== RECORDS FOR PROCESSING

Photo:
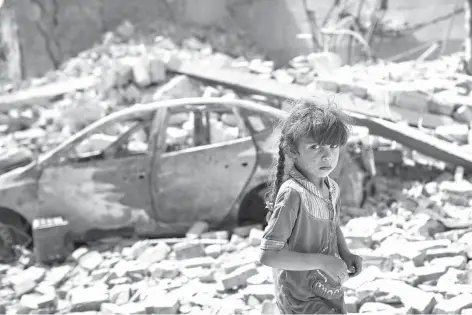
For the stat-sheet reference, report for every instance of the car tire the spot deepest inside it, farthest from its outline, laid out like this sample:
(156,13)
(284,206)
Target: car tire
(253,210)
(14,231)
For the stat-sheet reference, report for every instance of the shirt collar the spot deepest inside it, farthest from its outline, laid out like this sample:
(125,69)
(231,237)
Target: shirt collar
(302,180)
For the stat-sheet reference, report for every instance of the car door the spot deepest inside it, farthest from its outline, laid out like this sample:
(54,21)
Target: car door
(204,165)
(102,183)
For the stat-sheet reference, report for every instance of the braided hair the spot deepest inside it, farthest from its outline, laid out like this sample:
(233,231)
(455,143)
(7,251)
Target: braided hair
(324,123)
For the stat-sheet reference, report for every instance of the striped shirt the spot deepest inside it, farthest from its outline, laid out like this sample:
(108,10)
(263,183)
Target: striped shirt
(306,222)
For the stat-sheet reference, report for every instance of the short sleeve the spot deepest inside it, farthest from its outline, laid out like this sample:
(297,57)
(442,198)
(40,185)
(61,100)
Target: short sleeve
(280,225)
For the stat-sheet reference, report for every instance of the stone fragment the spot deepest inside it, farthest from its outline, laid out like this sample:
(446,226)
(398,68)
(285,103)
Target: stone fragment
(255,237)
(38,301)
(155,253)
(231,266)
(120,294)
(166,269)
(99,274)
(88,299)
(352,303)
(420,301)
(454,305)
(90,260)
(134,308)
(237,278)
(204,262)
(214,250)
(157,70)
(197,229)
(458,262)
(27,280)
(110,308)
(186,250)
(260,291)
(138,248)
(79,252)
(451,251)
(428,273)
(376,308)
(162,304)
(140,70)
(366,276)
(269,308)
(244,231)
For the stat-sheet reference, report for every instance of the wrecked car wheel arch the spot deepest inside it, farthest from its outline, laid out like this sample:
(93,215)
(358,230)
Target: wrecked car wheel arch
(14,228)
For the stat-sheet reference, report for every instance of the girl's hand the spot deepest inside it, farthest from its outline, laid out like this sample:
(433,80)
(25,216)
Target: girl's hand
(336,268)
(353,263)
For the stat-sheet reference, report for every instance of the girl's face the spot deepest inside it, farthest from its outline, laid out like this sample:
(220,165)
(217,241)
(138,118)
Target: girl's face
(314,159)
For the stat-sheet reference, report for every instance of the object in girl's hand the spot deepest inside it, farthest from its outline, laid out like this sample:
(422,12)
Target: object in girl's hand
(326,286)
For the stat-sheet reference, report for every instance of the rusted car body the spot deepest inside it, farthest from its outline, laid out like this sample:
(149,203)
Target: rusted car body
(154,188)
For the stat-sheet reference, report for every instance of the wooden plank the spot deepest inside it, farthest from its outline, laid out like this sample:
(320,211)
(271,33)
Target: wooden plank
(10,43)
(416,139)
(379,120)
(44,93)
(254,84)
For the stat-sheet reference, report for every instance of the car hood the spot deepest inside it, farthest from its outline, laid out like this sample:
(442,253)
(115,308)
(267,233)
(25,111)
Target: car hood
(18,176)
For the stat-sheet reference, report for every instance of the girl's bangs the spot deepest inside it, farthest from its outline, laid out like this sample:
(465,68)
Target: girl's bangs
(330,131)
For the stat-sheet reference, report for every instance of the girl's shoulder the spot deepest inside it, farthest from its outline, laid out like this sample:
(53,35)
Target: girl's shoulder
(335,191)
(291,185)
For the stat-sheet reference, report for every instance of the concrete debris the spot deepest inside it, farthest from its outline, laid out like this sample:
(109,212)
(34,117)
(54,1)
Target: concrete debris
(405,270)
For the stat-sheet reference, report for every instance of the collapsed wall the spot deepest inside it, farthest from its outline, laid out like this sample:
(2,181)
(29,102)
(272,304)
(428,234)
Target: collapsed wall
(52,31)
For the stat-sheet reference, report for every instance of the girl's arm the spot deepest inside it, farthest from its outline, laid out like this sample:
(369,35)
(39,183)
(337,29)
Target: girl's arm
(342,245)
(289,260)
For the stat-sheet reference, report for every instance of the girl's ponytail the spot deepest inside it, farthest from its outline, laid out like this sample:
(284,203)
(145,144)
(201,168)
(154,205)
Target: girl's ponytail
(279,175)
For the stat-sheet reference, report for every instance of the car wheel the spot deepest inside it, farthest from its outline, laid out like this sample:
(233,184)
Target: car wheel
(14,231)
(253,210)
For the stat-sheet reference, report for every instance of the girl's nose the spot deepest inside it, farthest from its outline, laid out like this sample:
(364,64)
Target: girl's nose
(326,155)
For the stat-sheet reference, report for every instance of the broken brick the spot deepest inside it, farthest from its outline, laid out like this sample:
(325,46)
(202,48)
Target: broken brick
(269,308)
(197,229)
(110,308)
(260,291)
(120,294)
(157,70)
(163,304)
(135,308)
(218,235)
(214,250)
(79,252)
(352,303)
(454,305)
(375,307)
(204,262)
(255,237)
(237,278)
(186,250)
(458,262)
(90,260)
(99,273)
(244,231)
(154,254)
(429,273)
(164,269)
(88,299)
(451,251)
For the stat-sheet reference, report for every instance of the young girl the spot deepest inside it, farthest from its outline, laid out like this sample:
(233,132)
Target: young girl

====

[TASK TO COMPLETE]: Excluding all pictures, reproduce the records exactly as they appear above.

[TASK RESULT]:
Photo:
For the stat-sheet reference, report for every instance of the car tire the spot deepest inside it, farthest from its outline, laid out like this sample:
(156,13)
(284,206)
Target: car tire
(253,210)
(14,231)
For the stat-sheet reference, report for every instance of the shirt collar the spot deepest inside it, farthest from its outline, laid out like this sample:
(125,69)
(231,237)
Target: shirt collar
(302,180)
For the stat-sheet reference, report for every instance of the car door the spot deepest inside it, farthest from its outline, laid out like this sample:
(54,21)
Target: car door
(204,165)
(102,183)
For the stat-sheet reference, report for every instance of the braided hair the spot deepest inside it, farthest from its outline, laid out like this sample:
(233,231)
(455,143)
(7,251)
Target: braided hair
(324,123)
For the stat-sheet reference, report for every instance of the striped shirt the spot deepest inside it, farthest from its outline, laid out like this sample:
(108,10)
(263,183)
Target: striped shirt
(306,222)
For the stat-sheet reference, report for every instance of the short sleeve the spot deepest inside it, farthest from its outline, laid out like this sample:
(297,57)
(442,198)
(40,185)
(61,100)
Target: short sleeve
(280,225)
For the stat-sheet reference, report for every instance of the stone fragment the spot deepest inside it, farthest from its outline, laid out like this sample:
(446,226)
(398,68)
(285,103)
Target: stone fragment
(255,237)
(38,301)
(155,253)
(231,266)
(120,294)
(166,269)
(99,274)
(88,299)
(352,303)
(420,301)
(454,305)
(90,260)
(134,308)
(237,278)
(204,262)
(214,250)
(157,70)
(197,229)
(458,262)
(27,280)
(110,308)
(186,250)
(260,291)
(138,248)
(79,252)
(451,251)
(428,273)
(376,308)
(162,304)
(140,70)
(366,276)
(269,308)
(244,231)
For the stat-sheet reference, report for every instance of the wrecked car wheel arch the spot deepest inside it, farthest from its outline, laid out like this sample:
(93,215)
(358,230)
Target: wrecked car wheel arch
(14,228)
For the stat-sheet reference, report for every instance of the girl's hand the spot deepest inside it, farthest from its outline, laid out like this sample:
(433,80)
(25,216)
Target: girl's hand
(336,268)
(353,263)
For the stat-sheet reference, report for every instance of the girl's face the spot deepest inside it, farthest from its outline, laid out like this sample:
(220,165)
(217,241)
(138,118)
Target: girl's face
(314,159)
For the stat-sheet reference, report for every instance of the object in girl's hand the spot deepest inside it, farthest from its outline, laid out like this sample:
(422,12)
Target: object in girl's hand
(326,286)
For the stat-sheet reference, report for every instance of the rusted car body the spot deepest inside it, farthest from its outline, laid out like this sample:
(149,203)
Target: rusted car body
(154,188)
For the stat-sheet reference, report for every instance of the wooden plank the spot deepest inside it, farthest from its outline, laid out like this sample:
(320,211)
(271,33)
Target: wooden plank
(10,43)
(416,139)
(379,120)
(44,93)
(254,84)
For the stat-sheet reference, report for every instance of the car hood the spot deepest inside it, farthest from its outline, laid out like this sample:
(442,253)
(115,308)
(267,233)
(25,111)
Target: car hood
(18,176)
For the stat-sheet reference, report for every instance of the girl's bangs the spot deepest inside it, farthest from its outline, laid out like this sample:
(465,68)
Target: girl's bangs
(330,131)
For the stat-sheet reference, report for every instance of the girl's shoulder the spot deepest inside it, farthest from its outline, laid out like this sample:
(53,35)
Target: girl's shoulder
(335,191)
(291,185)
For the stat-sheet reference, report for every instance of the concrete debris the spot deepest inside it, farthest from its outline, laid out like this sample:
(109,212)
(34,117)
(54,1)
Target: concrete debris
(405,270)
For the stat-sheet reference, report for every instance of the collapsed wall the spot deepest inside it, farthest from its outline, laid out like this sample:
(2,181)
(29,102)
(272,304)
(428,234)
Target: collapsed wall
(52,31)
For the stat-sheet reference, report for every instance of the girl's arm the spot deepest inside it, farthest from its outline, laid out like this sample:
(369,35)
(39,183)
(337,29)
Target: girl's arm
(342,245)
(289,260)
For the stat-sheet reference, report for every instance of the girl's ponytail the spot deepest inside it, farthest from its outline, laid out like this sample:
(284,203)
(145,144)
(201,168)
(154,205)
Target: girl's ponytail
(279,175)
For the stat-sheet reference, report for every instance of the car wheel the spot deepest inside it, farthest from its outline, laid out like this sample:
(233,184)
Target: car wheel
(14,231)
(253,210)
For the stat-sheet reference, report for every instance of the girl's nose the spot deepest inside it, farthest from its outline, laid out like this sample:
(364,64)
Target: girl's nose
(326,155)
For the stat-sheet reference, report for every instance of the broken brick the spot deepest inside it, farthest from its outline, laid out like this sample:
(325,46)
(202,48)
Target: broken brick
(269,308)
(197,229)
(110,308)
(260,291)
(120,294)
(157,70)
(163,304)
(135,308)
(218,235)
(214,250)
(79,252)
(352,303)
(454,305)
(375,307)
(204,262)
(255,237)
(237,278)
(186,250)
(458,262)
(90,260)
(99,273)
(244,231)
(154,254)
(429,273)
(164,269)
(88,299)
(451,251)
For the stat-sheet reference, report for every instance of the young girl the spot deepest inside it, farthest from its outline, laid out like this sample:
(233,132)
Target: young girl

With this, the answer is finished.